● JOB
Change every "place one pin" in the records below to "put one marker", leaving everything else as it is. Omit the pictures from your answer.

● RECORDS FOR THE TASK
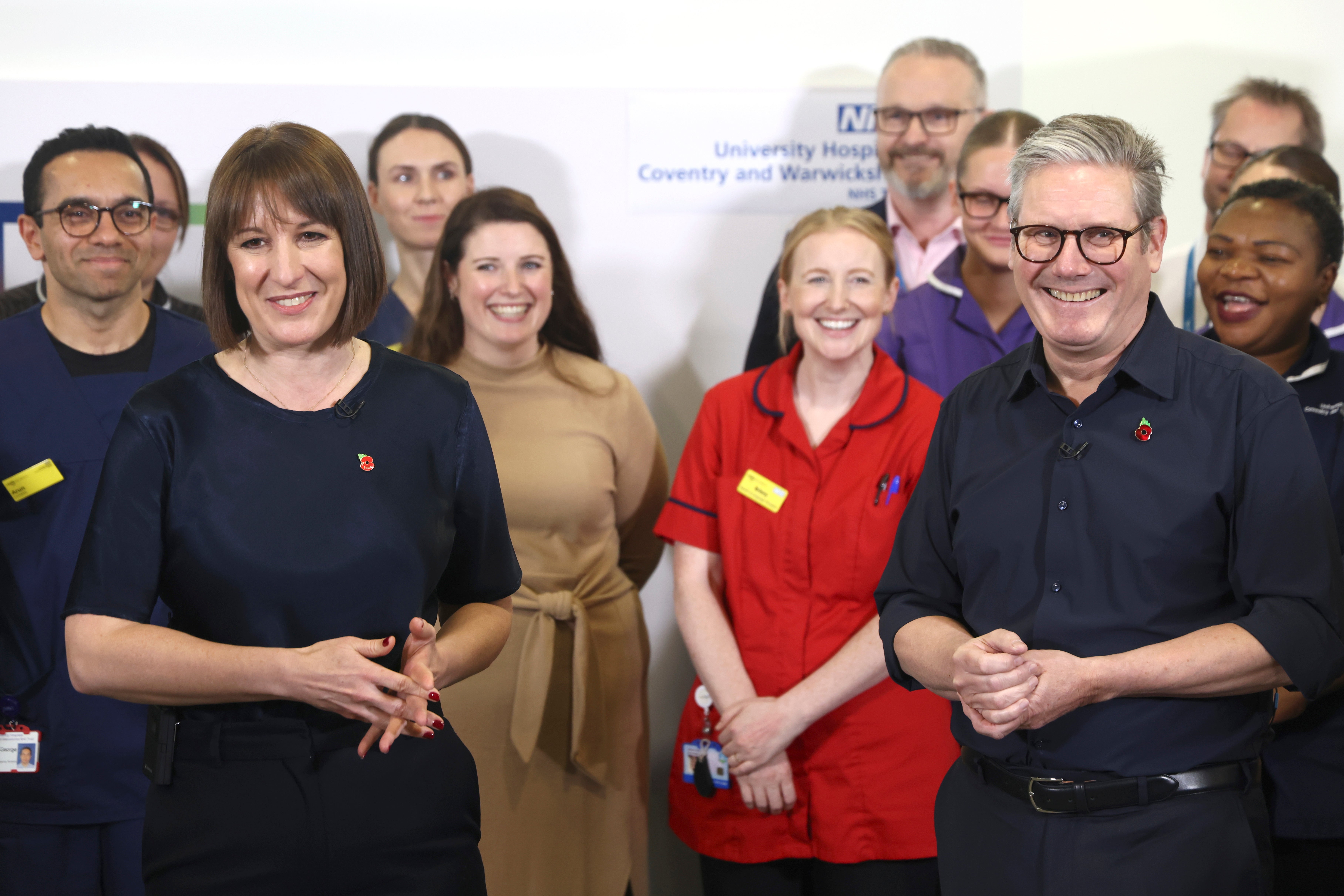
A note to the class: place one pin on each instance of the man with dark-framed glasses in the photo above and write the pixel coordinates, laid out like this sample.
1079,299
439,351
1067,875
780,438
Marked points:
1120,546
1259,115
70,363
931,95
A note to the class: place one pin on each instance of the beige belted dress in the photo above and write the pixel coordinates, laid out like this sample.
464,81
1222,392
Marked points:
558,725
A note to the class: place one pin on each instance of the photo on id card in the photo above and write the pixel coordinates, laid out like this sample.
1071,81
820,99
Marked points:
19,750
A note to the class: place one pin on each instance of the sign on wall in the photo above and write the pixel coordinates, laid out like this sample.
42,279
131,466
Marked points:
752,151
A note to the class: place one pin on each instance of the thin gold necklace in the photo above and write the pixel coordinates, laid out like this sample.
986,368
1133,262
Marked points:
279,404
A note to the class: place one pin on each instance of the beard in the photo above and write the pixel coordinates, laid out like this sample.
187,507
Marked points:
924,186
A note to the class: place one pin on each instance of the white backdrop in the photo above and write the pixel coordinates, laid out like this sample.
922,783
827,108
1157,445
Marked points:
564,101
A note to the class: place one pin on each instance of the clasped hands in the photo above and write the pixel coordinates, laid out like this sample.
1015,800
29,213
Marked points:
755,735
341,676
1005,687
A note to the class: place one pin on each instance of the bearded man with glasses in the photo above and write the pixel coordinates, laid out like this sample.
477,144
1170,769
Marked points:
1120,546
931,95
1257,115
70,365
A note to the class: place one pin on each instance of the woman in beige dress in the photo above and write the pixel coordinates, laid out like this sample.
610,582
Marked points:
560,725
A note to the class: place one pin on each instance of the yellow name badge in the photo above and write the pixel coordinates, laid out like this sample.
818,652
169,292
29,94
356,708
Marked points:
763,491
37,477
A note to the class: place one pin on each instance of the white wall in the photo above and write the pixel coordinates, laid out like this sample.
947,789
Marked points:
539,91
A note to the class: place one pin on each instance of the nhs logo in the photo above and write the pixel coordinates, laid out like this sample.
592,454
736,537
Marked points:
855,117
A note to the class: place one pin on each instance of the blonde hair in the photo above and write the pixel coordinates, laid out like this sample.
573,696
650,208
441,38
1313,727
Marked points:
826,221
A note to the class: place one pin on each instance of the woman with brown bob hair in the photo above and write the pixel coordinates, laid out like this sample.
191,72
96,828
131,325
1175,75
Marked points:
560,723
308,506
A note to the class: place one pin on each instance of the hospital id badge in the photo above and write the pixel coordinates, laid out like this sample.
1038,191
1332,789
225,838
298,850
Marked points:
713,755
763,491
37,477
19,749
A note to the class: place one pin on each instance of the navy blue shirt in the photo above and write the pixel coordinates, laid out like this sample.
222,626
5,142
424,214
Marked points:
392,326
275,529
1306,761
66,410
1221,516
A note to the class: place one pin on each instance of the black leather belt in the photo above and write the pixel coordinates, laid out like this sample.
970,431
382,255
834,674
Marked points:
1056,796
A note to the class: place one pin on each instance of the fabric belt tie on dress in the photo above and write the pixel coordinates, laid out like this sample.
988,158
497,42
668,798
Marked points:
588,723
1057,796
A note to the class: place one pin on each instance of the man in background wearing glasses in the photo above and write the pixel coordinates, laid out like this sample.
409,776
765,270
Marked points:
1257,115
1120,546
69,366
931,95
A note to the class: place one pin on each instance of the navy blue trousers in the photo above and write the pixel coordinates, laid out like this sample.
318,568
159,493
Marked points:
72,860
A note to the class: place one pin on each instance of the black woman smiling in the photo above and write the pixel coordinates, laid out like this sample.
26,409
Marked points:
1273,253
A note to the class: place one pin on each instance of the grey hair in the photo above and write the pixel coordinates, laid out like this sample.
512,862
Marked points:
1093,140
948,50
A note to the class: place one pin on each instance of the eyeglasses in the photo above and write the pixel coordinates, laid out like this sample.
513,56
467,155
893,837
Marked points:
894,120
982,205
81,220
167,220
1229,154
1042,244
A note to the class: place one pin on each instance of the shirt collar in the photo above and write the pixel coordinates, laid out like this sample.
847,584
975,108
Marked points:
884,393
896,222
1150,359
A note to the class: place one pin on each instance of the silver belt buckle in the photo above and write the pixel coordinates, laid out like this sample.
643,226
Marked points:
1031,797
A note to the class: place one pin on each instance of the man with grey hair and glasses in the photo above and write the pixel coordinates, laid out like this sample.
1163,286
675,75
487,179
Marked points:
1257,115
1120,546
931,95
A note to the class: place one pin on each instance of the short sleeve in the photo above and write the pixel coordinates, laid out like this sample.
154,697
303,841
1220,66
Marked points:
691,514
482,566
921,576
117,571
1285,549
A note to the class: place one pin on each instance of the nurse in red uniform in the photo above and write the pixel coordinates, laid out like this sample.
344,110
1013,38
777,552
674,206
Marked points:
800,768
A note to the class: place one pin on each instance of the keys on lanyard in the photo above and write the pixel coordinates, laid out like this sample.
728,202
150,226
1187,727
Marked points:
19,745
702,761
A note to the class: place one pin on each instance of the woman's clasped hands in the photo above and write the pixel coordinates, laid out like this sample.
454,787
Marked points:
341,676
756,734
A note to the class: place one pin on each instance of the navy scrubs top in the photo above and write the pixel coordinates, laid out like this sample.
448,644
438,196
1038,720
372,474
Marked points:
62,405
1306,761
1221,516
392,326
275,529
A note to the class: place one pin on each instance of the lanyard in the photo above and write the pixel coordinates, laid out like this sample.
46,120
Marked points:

● ANSWER TO THIS PROBLEM
A note to the class: put one marker on each instance of the man with dark-framed glasses in the photo above and write the pixel coordinates, laid out like this sample.
1079,299
439,351
1067,875
780,438
Marked points:
1120,546
1259,115
70,363
931,95
A note to the class: put one marker on each instance of the beige belted dress in the photo above and write the pixel coordinates, laid out like this sample.
464,81
1222,392
Marked points:
558,725
A note to the class: put one marker on each instance of the photo on id card in the photo above and write the pixel coordinates, laid out like this sample.
1071,81
820,99
Marked points:
19,750
A note to the class: put one marker on each instance of the sign on wall in the photo above and write the pixel coordinates, laid out like this sample.
42,279
131,466
Marked points:
752,151
A note to the class: put one marker on each instance of the thin gold necklace in the photo above and write the pixel coordinates, laid out like this sample.
986,368
1133,262
Marked points:
279,404
A note to the class: put one marker on each instance of the beard in the photo above and write the pixel coordinates, laid out like this sample.
187,507
Marked points:
924,186
A note to the class: put one marker on each instance of the white backdrop in the photo above and write the pixel coordinates, laid out like this sample.
922,783
827,108
1157,445
Marked points:
564,101
A note to the class: put one marker on each instance of the clasped hands in the photo above and write the pixel coordinates, laid out like this sample.
1015,800
29,213
Marked points:
755,735
341,676
1005,687
A note to the class: put one marker on each instance of the bearded man with glasses in the photo above and write the pixel coordinates, laid out like this sample.
477,144
1170,769
Marked points:
1120,546
931,95
1257,115
70,365
A note to the class: put one marker on each instance of the woman in beige dress in the photo above and write the pixel coordinates, laid out like this sample.
610,582
Marked points:
560,725
A note to the class: put one marker on each instance of the yellow name badge in the photo above and write the pixel coordinates, laid out like this sample.
818,652
169,292
29,94
356,708
Marked points:
763,491
37,477
A note to the class: put one marker on each instance of the white wall in the photo above and write the pixel coordinates, laid out like this sample.
947,789
Marked points:
539,91
A note to the class: put one marker on each instance of the nhs logo in the photo above and write the pixel coordinates, laid out like this sample.
592,454
736,537
Marked points:
855,117
A note to the class: put one marker on each instance of the blonde hair in the photo above and write the pixel coordinates, laid out like this sample.
573,696
650,208
441,38
1313,727
Marked points:
826,221
A note to the class: put one marker on each instance of the woman with brown bob hair in the photo above and write the pixel coordinates, laid out like this sample.
191,72
96,828
131,325
1175,75
Marked points:
560,723
308,506
A note to the class: put one marker on each instance of the hospital id badge in the photo above and write the pixel coordinates, laid out like this sample.
1038,191
1332,789
225,838
298,850
Marked points:
713,755
763,491
37,477
19,749
A note to the class: put one marker on each instance of the navy blue shirt in the photo above and write the pixel coordinates, laid out like this sample.
222,626
5,142
424,214
Marked points:
392,326
275,529
1306,761
66,410
1221,516
A note to the class: put one marker on each instance of the black leather belt in the photo above and write the pixel coordinates, laid out like this sample.
970,431
382,255
834,674
Marked points:
1056,796
A note to the class: put one marker on each instance of the fabric belt tie on dress in the photo above and write the pixel coordinates, laid out like this sample.
988,158
497,42
668,798
Marked points:
588,723
1057,796
A note to the class: put one marker on each instance of the man in background wearing glasses in the photo above and write the pixel coordinates, laid out like this sample.
409,776
765,270
Marked points:
1257,115
1120,546
69,366
931,95
A note to the class: put one marker on each instance of the navy blue trousers in the photo above and write the pixel coordinates, laid out like this sample.
318,568
159,493
Marked points:
72,860
A note to the class: put one marker on each instance of the black woman smiling in the photo above and write the pixel coordinates, laid out like this sample.
26,409
Marked points:
1273,253
A note to the class: put one marker on each instance of the grey hair in the photo above and write the pixel coordinates, laid out like this sample.
512,862
Marked points:
1093,140
948,50
A note to the class: put one marker on each instance of the eyeglasses in the photo above and write the pixel coordinates, laid out like this sample.
513,56
467,155
893,837
Marked points:
894,120
982,205
81,220
167,220
1229,154
1042,244
A note to the class: put one marker on each instance of the shirt collar in the photo above and write the pixel coordinates, laid out like this sample.
847,584
975,108
Marked points:
884,393
896,222
1150,359
A note to the class: put one marker on each instance of the silver belt buckle in the photo above and write the pixel coordinates, laid out like this sample.
643,226
Marked points:
1031,797
A note to the class: put one marker on each instance of the man with grey hair and glasses in the photo above and write the pixel coordinates, laid out like this sample.
1163,286
675,75
487,179
Marked points:
1257,115
1120,546
931,95
A note to the class: put one marker on each instance of the short sleeve in the photo above and write the pixel coordinates, laid out like this sample.
154,697
303,841
1220,66
Marked points:
691,514
482,566
921,576
117,571
1285,549
A note to the class: put one marker on each instance of the nurse in red uniform in the photo above and write the pixel coordinates, laid out like this sample.
344,110
1013,38
777,552
674,206
Marked points:
800,768
A note to the class: put one marker on each instance of the keys on lanyard in the photo above and write the pixel coordinates, laid out like this sample.
728,202
150,226
1187,727
Marked points:
19,745
702,761
A note to the class: put one marker on each instance of the woman's clasped hands in the photo above and write the pixel coordinates, laid out like this sample.
454,787
Marked points:
341,676
756,734
A note to the class: put one marker on each instance of the navy scrubs top in the photo above and write the pixel coordinates, laid out like this sample.
448,644
438,196
1038,720
372,474
Marked points:
62,405
1306,761
1221,516
392,326
275,529
A note to the class: put one marker on each instance of the lanyard in the photo above and write the pixel coordinates, laid out like this sample.
46,120
Marked points:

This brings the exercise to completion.